(Tasks to perform):
- 1) Translate this sentence from the Bachelor Pad piece into Spanish: "We can't wait for Bachelor Pad 4 to premiere in 2013, and we've rounded up our dream cast!"
- 2) Reproduce the part of the Bachelor Pad piece that opens with the words containing "Obviously, we're talking" and closes with "our dream cast!".
- 3) List every television show named in the Bachelor Pad piece, treating Bachelor Pad 4 as part of Bachelor Pad.

(Excerpted text):
──────────────────────────────

There's nothing like turning on your television and settling down with a jumbo bag of shrimp-flavored pork rinds while a bunch of grifters flop around in vats of fudge, right guys?
Obviously, we're talking about Nobel Prize-Winning reality show Bachelor Pad, in which contestants from former seasons of The Bachelor and The Bachelorette shack up under one roof and engage in a grueling competition while simultaneously passing out in various states of drunkenness. In other words, best show ever. We can't wait for Bachelor Pad 4 to premiere in 2013, and we've rounded up our dream cast!
1. Jef Holm
Jef might take himself slightly too seriously to be on Bachelor Pad (he needs to be mentally prepared to shroud his body in fungal-infected towels), but can you imagine how great the season would be with him on it? Jef is completely lovable and would be a shoo-in with any alliance, plus the ladies wouldn't dream of voting him off!

──────────────────────────────

(Listed records):
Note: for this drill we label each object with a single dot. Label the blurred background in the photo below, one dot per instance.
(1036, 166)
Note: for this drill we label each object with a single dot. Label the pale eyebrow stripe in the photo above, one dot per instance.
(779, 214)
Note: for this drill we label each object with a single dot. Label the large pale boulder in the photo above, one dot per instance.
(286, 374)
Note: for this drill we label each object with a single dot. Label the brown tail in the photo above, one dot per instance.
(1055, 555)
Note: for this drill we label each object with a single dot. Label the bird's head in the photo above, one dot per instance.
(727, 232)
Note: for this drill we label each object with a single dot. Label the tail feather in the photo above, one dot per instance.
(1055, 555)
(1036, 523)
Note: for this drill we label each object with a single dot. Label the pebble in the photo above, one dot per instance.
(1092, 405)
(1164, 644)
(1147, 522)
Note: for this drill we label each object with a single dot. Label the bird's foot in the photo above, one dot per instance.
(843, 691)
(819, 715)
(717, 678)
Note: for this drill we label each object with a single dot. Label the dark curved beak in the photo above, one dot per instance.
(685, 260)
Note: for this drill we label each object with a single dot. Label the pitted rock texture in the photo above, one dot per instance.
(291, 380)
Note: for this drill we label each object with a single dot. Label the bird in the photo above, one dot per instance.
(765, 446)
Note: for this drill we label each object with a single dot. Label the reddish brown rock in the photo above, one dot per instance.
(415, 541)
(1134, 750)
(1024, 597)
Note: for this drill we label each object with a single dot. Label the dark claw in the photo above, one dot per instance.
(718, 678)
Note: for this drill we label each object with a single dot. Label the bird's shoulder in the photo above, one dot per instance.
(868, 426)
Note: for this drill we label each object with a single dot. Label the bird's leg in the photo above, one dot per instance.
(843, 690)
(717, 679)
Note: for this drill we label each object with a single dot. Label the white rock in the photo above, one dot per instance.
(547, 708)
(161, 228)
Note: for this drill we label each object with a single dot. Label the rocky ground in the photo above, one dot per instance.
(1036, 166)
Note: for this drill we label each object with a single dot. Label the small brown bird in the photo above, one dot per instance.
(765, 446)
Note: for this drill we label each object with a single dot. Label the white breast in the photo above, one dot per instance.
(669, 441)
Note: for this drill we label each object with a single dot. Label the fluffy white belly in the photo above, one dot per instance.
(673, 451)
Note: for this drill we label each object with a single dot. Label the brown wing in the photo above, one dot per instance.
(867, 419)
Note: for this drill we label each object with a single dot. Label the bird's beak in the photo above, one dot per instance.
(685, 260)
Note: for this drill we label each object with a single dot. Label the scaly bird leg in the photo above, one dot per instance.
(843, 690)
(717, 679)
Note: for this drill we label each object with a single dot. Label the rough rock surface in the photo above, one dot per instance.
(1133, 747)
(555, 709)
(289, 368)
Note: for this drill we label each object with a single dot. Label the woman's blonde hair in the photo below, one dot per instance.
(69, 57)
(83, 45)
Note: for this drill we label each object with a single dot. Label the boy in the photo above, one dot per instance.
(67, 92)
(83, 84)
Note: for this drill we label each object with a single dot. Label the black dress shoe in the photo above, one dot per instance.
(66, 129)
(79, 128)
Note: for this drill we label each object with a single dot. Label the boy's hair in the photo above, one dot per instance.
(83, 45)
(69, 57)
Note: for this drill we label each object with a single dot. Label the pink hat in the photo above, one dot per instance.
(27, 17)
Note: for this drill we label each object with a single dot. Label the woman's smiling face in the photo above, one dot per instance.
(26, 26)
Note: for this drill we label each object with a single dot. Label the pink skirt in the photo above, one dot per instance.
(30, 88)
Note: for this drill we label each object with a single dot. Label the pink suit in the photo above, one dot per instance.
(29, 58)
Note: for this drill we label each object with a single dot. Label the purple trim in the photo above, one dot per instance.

──────────────────────────────

(Answers for each item):
- 1) ¡No podemos esperar a que Bachelor Pad 4 se estrene en 2013, y hemos reunido a nuestro elenco soñado!

- 2)
Obviously, we're talking about Nobel Prize-Winning reality show Bachelor Pad, in which contestants from former seasons of The Bachelor and The Bachelorette shack up under one roof and engage in a grueling competition while simultaneously passing out in various states of drunkenness. In other words, best show ever. We can't wait for Bachelor Pad 4 to premiere in 2013, and we've rounded up our dream cast!

- 3)
Bachelor Pad
The Bachelor
The Bachelorette